• Work item:
State only how many lines below include the string "house".

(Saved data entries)
****************

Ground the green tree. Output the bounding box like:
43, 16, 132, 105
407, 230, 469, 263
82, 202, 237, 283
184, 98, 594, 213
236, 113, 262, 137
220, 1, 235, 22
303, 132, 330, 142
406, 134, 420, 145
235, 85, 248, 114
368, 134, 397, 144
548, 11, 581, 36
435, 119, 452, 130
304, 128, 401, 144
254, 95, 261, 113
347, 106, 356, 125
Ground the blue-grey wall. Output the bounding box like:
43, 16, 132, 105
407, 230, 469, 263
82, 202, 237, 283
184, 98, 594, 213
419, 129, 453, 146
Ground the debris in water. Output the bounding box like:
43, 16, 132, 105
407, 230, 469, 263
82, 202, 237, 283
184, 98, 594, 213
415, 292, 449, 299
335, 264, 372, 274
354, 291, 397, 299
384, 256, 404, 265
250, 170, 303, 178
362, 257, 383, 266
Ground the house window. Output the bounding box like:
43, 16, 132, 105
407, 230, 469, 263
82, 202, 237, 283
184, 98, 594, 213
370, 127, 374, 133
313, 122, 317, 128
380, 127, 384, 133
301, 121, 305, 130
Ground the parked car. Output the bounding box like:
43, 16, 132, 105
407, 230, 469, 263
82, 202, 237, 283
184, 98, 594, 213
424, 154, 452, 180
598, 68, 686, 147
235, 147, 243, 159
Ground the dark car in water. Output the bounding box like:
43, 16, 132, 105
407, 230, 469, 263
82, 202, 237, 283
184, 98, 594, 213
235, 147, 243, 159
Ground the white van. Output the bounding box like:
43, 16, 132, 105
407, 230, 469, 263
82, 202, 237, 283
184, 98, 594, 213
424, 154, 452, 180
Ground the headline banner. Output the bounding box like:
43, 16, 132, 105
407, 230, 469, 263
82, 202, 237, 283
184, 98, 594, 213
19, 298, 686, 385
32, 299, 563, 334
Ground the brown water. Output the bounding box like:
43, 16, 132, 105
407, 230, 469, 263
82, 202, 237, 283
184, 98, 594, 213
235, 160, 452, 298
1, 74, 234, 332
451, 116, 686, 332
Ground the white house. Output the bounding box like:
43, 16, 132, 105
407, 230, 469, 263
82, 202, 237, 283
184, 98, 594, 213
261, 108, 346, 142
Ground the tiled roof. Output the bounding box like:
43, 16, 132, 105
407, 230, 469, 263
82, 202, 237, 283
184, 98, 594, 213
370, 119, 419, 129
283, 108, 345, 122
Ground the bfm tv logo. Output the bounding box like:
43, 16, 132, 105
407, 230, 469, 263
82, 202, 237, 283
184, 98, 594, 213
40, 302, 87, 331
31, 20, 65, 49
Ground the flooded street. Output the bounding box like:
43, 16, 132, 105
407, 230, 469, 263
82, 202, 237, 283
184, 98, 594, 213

****************

• Response for this exercise:
2